FRAGMENTO DEL DOCUMENTO:
--------------------------------

Hace mucho que el instante luminoso de la foto fue devorado y apenas tintinea en el recuerdo. El cine teatro Apolo, a diferencia del Cinema Paradiso de la homónima película italiana, no fue dinamitado, sino que murió a retazos, de tristeza y abandono. Y de los presentes aquella noche, apenas sobrevivimos unos cuantos, entonces niños deslumbrados en las lunetas, por la solemnidad de la escena.
Con el tiempo, y cada vez que sellé una etapa en mis lejanos años estudiantiles, volvía a esa imagen enigmática del primo John. Y aunque no siempre tuve graduaciones que dejaran huellas como grandes festejos de lo vencido, intuía que con un pergamino se cerraba una compuerta para abrirse otra nueva, sin vuelta atrás, en el canal por donde corren las aguas de la vida y el saber.
Esa sensación sentí como observador ya de retorno cuando, hace unos días, en una tarde bochornosa de humedades, varios jóvenes se tomaban fotos abrazados a sus padres, eufóricos y conmovidos junto al Alma Máter de la Universidad de La Habana, después de recibir en el Aula Magna sus títulos de licenciados en Química, Derecho, Matemáticas o Periodismo, entre otras disciplinas.
Desde el fragor de los años exprimidos en una profesión, uno puede concluir que el verdadero título se gana con el ejercicio y la devoción añejados. Es ahora cuando comienza esa interminable aventura de enhebrar la teoría y el concepto e incrustarlos en la realidad; de aterrizar los sueños con no pocas dificultades, estorbos y una gran dosis de perseverancia, si se ama la carrera escogida. Pero nadie puede desconocer el encanto de ese día parteaguas.

--------------------------------

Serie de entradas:
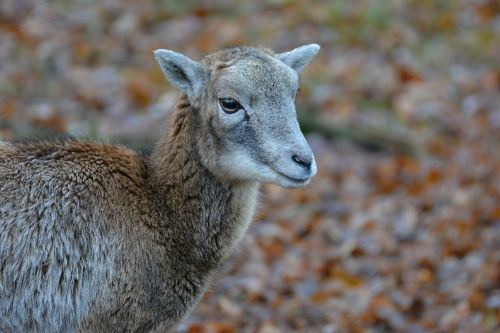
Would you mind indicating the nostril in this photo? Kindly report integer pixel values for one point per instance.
(302, 161)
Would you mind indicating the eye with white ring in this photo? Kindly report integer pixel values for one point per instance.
(229, 105)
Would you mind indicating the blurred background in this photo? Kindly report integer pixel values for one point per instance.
(399, 231)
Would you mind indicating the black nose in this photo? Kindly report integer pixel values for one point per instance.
(304, 161)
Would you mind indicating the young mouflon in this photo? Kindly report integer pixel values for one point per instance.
(99, 238)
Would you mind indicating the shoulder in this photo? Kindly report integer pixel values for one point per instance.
(79, 165)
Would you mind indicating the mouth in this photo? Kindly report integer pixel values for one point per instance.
(297, 181)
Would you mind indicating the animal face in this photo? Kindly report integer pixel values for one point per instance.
(246, 99)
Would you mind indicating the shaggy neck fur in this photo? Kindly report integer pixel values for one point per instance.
(207, 215)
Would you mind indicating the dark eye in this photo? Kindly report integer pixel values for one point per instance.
(229, 105)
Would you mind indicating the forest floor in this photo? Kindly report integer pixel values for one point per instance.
(400, 229)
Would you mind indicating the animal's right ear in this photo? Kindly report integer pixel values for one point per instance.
(184, 73)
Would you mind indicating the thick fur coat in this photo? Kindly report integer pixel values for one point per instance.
(98, 238)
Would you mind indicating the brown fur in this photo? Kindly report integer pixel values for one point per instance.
(98, 238)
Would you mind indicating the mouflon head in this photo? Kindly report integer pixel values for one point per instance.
(244, 99)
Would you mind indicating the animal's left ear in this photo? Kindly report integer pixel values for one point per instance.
(299, 58)
(184, 73)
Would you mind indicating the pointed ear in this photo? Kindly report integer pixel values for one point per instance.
(184, 73)
(298, 58)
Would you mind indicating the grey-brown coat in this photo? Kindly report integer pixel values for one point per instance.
(98, 238)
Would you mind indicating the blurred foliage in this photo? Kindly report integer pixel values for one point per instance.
(404, 238)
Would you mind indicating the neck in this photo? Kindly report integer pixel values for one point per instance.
(201, 215)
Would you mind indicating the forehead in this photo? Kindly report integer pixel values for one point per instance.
(262, 75)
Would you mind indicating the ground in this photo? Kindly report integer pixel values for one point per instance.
(400, 229)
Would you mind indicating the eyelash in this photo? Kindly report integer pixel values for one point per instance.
(227, 108)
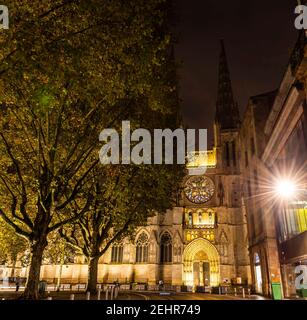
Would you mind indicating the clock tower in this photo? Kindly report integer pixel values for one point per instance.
(214, 225)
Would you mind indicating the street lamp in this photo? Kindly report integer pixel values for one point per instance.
(285, 188)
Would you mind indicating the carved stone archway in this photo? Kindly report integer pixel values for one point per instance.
(189, 256)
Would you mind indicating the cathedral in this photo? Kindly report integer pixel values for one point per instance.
(202, 242)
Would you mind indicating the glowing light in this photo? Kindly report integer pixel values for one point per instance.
(285, 188)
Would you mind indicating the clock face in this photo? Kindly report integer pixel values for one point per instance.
(199, 189)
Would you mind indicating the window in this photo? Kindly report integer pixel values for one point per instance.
(246, 159)
(293, 221)
(166, 249)
(117, 253)
(227, 154)
(142, 248)
(234, 153)
(249, 188)
(190, 219)
(255, 178)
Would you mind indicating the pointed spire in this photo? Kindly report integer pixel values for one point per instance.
(227, 112)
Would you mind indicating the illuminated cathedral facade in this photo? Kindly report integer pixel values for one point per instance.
(200, 243)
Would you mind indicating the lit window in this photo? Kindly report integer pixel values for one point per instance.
(142, 248)
(117, 253)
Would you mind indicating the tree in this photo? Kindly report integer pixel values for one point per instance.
(11, 245)
(123, 200)
(58, 252)
(67, 70)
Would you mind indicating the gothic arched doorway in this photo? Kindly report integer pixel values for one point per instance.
(201, 266)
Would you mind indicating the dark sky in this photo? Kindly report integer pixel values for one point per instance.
(259, 36)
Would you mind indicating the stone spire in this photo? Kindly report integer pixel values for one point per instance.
(227, 112)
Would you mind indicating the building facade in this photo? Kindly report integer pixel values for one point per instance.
(285, 156)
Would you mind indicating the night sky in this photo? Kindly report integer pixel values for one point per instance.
(259, 36)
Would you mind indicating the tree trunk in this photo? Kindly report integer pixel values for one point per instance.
(37, 250)
(92, 275)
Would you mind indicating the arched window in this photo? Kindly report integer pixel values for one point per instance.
(142, 248)
(166, 249)
(117, 253)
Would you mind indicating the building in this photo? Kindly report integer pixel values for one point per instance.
(263, 250)
(285, 157)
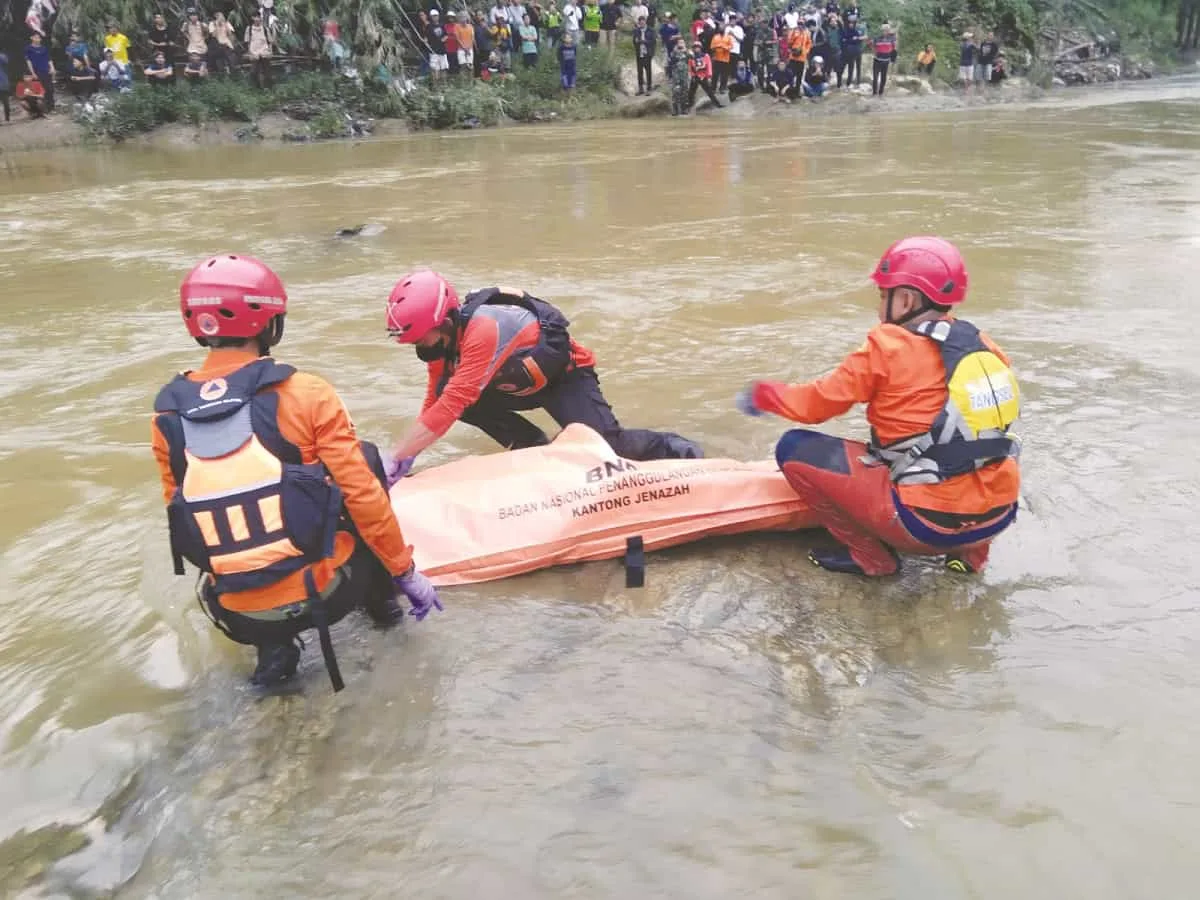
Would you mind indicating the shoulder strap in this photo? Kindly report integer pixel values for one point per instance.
(172, 430)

--------------------------------

CONSIGNA 1: Enumera las disciplinas que el fragmento sobre la graduación menciona entre los títulos recibidos en el Aula Magna.
CONSIGNA 2:
Responde estas preguntas sobre el fragmento de la graduación:
(a) ¿De qué manera murió el cine teatro Apolo?
(b) ¿Junto a qué monumento se tomaban fotos los jóvenes con sus padres?
(c) ¿Con qué se gana el verdadero título?
CONSIGNA 3: Prosigue el fragmento sobre la graduación a partir de su última oración.
Las entradas forman un material independiente del fragmento.

RESULTADO DEL EJERCICIO 1: Química, Derecho, Matemáticas y Periodismo.

RESULTADO DEL EJERCICIO 2:
(a) Murió a retazos, de tristeza y abandono.
(b) Junto al Alma Máter de la Universidad de La Habana.
(c) Con el ejercicio y la devoción añejados.

RESULTADO DEL EJERCICIO 3:
Estos que hoy descienden la histórica Escalinata también sentirán el esmeril del tiempo, y encadenarán sus nostalgias, con un vínculo enfermizo hasta la obsesión hacia esos años irrepetibles de las aulas, entre amores, rebeldías, desenfados y descubrimientos que ensancharon el intelecto y el espíritu.
En el grupo escoltado por los padres, una muchacha —siempre hay un acaparador de emociones— volteó el rostro y lanzó la última y húmeda mirada al Alma Máter, esa señora que les abrió los brazos cinco años atrás y seguirá esperándolos en el tropel de los recuerdos.
Vi en los verdes ojos de la joven, la mezcla de alegría, desconcierto e interrogantes que humedecían los de John aquella noche de 1958. ¿Quién llegará a ser la desconocida que se difumina hoy por la calle L, apretando el pergamino enrollado? ¿Abrirá una brecha o se extraviará en el camino? Dentro de 50 años, ella interrogará a alguien desde una imagen congelada, con la misma mirada inconclusa de mi primo.